→ WHAT TO WORK ON: Begin at the line containing "</instance>" in the entries below and end at the line containing "negative clicks: (911, 626) (847, 618)"; transcribe that range exactly and nothing outside it.

(Collected data)
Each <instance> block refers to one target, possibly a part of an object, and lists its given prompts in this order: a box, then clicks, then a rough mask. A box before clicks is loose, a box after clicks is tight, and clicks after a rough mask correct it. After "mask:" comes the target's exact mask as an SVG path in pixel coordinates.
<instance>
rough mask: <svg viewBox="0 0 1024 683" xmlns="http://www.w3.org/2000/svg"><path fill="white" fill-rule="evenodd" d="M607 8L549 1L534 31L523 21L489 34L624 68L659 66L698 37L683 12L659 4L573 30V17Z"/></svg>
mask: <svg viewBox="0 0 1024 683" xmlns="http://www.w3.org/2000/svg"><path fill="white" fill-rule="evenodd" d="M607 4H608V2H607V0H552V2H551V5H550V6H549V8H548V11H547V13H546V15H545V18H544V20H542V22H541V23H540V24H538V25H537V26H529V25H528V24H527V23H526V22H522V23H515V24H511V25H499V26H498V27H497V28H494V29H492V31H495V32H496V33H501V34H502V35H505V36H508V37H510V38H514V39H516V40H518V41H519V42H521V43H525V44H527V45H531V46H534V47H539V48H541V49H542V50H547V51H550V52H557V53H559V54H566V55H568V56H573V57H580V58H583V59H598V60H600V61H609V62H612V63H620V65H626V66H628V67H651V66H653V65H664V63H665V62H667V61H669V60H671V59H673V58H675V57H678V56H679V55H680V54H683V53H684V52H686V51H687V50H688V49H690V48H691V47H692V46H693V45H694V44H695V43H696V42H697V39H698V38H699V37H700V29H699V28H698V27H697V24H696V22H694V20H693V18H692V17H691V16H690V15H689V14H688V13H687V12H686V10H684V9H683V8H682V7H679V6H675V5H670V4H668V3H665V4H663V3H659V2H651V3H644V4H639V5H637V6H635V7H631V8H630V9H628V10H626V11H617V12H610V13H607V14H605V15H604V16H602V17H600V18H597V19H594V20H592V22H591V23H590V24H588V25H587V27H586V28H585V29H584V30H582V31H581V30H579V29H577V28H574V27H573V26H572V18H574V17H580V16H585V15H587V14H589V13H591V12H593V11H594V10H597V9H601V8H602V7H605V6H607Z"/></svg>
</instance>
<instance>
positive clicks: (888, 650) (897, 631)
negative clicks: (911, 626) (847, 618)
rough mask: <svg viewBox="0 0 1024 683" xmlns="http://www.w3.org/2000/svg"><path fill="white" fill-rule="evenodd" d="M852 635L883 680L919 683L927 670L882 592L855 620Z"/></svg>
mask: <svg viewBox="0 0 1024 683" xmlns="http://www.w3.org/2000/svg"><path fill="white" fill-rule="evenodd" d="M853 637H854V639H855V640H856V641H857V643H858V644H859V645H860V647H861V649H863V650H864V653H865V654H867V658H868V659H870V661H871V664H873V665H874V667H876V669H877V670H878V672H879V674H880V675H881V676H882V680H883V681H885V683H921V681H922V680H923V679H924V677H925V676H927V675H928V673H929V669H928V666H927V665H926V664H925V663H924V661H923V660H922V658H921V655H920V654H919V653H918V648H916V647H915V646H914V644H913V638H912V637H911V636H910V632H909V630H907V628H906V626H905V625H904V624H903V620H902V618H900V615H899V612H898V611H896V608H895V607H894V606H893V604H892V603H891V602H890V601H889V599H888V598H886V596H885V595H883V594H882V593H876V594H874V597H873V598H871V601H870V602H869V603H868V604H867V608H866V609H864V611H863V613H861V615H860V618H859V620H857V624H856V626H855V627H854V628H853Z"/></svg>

→ RESPONSE AREA:
</instance>
<instance>
positive clicks: (888, 650) (897, 631)
negative clicks: (911, 626) (847, 618)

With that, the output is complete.